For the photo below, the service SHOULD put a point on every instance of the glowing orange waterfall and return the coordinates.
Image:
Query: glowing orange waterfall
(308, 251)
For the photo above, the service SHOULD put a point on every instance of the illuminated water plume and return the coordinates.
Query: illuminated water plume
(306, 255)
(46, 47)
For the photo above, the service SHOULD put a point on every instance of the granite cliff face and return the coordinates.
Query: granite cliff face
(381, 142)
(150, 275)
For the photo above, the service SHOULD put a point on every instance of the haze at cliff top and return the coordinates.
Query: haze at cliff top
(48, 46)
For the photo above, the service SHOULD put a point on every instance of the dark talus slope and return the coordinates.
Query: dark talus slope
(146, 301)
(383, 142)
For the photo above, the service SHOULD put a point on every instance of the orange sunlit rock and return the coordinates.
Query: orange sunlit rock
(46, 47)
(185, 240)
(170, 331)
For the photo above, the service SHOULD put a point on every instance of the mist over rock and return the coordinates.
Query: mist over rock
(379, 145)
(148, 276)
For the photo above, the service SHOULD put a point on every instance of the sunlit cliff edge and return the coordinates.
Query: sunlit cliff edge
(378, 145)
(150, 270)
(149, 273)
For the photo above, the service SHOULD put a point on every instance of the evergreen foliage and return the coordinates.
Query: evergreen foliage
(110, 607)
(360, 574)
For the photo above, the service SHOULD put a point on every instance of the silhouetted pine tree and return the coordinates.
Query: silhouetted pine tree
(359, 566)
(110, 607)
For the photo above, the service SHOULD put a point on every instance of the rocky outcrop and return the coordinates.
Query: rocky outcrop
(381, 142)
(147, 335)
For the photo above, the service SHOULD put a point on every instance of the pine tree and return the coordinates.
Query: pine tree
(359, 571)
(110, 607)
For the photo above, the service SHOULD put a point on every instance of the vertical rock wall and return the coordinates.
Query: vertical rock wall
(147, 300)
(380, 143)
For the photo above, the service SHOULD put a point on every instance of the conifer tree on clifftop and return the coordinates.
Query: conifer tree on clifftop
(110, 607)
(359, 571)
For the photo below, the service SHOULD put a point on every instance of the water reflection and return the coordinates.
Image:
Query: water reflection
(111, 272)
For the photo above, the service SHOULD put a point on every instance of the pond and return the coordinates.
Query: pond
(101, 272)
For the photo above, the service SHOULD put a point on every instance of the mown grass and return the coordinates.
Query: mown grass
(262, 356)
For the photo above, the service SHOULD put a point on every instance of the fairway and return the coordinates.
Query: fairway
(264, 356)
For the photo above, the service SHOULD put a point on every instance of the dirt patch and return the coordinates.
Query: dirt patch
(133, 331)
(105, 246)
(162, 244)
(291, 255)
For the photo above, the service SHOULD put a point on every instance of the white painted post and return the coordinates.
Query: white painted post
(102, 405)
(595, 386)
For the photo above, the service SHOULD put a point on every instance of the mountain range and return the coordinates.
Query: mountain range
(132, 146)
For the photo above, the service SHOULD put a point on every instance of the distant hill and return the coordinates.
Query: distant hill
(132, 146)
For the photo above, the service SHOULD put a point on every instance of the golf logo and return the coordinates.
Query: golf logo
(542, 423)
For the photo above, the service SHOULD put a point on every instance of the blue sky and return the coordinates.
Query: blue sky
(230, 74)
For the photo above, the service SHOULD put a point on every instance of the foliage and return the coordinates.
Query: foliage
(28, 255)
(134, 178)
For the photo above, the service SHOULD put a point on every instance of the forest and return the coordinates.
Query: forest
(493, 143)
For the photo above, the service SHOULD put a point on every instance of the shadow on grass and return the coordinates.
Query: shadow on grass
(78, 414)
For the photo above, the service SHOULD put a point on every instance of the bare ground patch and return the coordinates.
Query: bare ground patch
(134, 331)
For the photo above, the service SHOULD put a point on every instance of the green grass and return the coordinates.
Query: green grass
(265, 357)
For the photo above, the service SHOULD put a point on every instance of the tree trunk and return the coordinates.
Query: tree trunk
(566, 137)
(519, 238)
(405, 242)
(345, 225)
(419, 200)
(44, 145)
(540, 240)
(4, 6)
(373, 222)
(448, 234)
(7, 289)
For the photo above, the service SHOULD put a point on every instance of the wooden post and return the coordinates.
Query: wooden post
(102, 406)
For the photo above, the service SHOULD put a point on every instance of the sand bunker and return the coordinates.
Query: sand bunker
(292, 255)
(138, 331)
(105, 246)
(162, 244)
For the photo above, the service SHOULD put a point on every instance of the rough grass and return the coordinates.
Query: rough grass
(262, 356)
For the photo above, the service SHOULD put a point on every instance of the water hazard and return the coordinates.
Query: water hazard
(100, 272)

------------------------------

▸ EXERCISE
Only a word-for-word repetition of the lines from the one containing "green grass and return the coordinates." to the final line of the data above counts as the answer.

▸ ANSWER TO THIS EXERCISE
For the photo above, the service SHOULD put a point on every instance of the green grass and return the coordinates.
Query: green grass
(265, 357)
For the photo above, the service SHOULD put a point on every instance of the tree trunk and return the coordinates.
Query: tree trunk
(566, 137)
(519, 238)
(405, 242)
(345, 225)
(419, 200)
(44, 145)
(540, 240)
(4, 6)
(373, 222)
(448, 234)
(7, 289)
For the photo above, the service SHOULD put a point on every instance of the wooden post and return the coordinates.
Query: wooden post
(102, 406)
For the photo above, the service SHOULD put a point on every instance of the sand bunker and return the coordinates.
Query: sand bunker
(292, 255)
(138, 331)
(105, 246)
(162, 244)
For the photo above, the service SHOULD put a point on every instance of the rough grass and return the coordinates.
Query: rough grass
(262, 356)
For the photo above, the service SHOULD put a point on every instance of the water hazard and return the coordinates.
Query: water hazard
(100, 272)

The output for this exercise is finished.